- **Instructions for the task**: Reproduce verbatim the final portion of the material below, from the line containing "floor, one per animal or object that matches." through its last line, and nothing else.

begin Records for this task

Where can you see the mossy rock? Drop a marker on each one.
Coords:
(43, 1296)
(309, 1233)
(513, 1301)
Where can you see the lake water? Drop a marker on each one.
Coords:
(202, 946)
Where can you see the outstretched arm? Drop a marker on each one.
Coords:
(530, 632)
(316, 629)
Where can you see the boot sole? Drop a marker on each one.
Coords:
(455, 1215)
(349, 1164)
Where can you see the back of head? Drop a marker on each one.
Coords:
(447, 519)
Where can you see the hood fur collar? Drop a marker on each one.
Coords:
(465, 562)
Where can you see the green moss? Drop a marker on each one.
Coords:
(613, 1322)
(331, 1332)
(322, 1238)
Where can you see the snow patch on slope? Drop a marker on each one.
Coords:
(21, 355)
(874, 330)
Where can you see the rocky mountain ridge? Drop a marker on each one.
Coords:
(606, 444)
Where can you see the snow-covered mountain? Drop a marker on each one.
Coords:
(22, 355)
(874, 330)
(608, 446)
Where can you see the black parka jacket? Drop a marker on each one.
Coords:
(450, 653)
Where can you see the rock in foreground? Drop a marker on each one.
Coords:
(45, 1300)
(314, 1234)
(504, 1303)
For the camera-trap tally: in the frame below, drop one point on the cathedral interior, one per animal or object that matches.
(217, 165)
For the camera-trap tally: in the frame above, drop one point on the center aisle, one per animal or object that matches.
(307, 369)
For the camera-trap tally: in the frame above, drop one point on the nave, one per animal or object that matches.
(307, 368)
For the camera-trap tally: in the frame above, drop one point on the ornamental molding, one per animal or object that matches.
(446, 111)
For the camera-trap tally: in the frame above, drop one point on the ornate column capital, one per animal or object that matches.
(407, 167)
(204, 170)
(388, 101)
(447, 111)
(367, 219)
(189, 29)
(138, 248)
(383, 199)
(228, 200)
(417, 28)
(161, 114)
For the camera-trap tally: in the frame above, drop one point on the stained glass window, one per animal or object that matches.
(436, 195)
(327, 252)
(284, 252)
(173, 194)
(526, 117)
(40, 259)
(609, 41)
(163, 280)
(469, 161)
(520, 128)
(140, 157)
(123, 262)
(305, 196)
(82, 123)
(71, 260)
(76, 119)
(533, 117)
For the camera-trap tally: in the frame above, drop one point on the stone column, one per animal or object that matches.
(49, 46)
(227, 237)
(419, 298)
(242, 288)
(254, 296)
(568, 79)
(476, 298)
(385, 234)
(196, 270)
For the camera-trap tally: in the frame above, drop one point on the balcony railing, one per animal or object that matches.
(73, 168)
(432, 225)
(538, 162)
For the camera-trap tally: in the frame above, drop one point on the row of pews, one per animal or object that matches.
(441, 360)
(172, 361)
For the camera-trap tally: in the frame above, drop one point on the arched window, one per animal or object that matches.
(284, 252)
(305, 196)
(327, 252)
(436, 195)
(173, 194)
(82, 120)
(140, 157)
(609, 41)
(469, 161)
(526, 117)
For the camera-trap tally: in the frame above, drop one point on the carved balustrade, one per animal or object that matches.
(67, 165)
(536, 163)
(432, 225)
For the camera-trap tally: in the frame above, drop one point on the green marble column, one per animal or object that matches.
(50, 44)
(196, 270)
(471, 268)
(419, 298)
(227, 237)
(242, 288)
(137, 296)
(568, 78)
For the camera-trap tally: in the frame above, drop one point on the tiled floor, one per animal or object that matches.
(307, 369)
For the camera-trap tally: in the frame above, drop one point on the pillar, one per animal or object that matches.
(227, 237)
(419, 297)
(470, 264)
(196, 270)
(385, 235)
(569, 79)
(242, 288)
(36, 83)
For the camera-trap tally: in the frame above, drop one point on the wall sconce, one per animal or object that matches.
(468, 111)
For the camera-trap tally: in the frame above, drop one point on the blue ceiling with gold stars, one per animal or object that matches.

end Records for this task

- **Solution to the problem**:
For the camera-trap tally: in the frame above, drop one point on the tiled floor, one per animal or object that matches.
(307, 369)
For the camera-trap tally: in the frame above, drop one point on the pillar, one per animal or object that matches.
(227, 237)
(419, 297)
(470, 264)
(196, 270)
(385, 235)
(569, 79)
(242, 288)
(36, 83)
For the camera-trap tally: in the frame above, drop one point on the wall sconce, one per animal or object that matches.
(468, 111)
For the camera-trap tally: in the frame above, drop one point on the blue ceiling with gold stars, one per animal or object that matches.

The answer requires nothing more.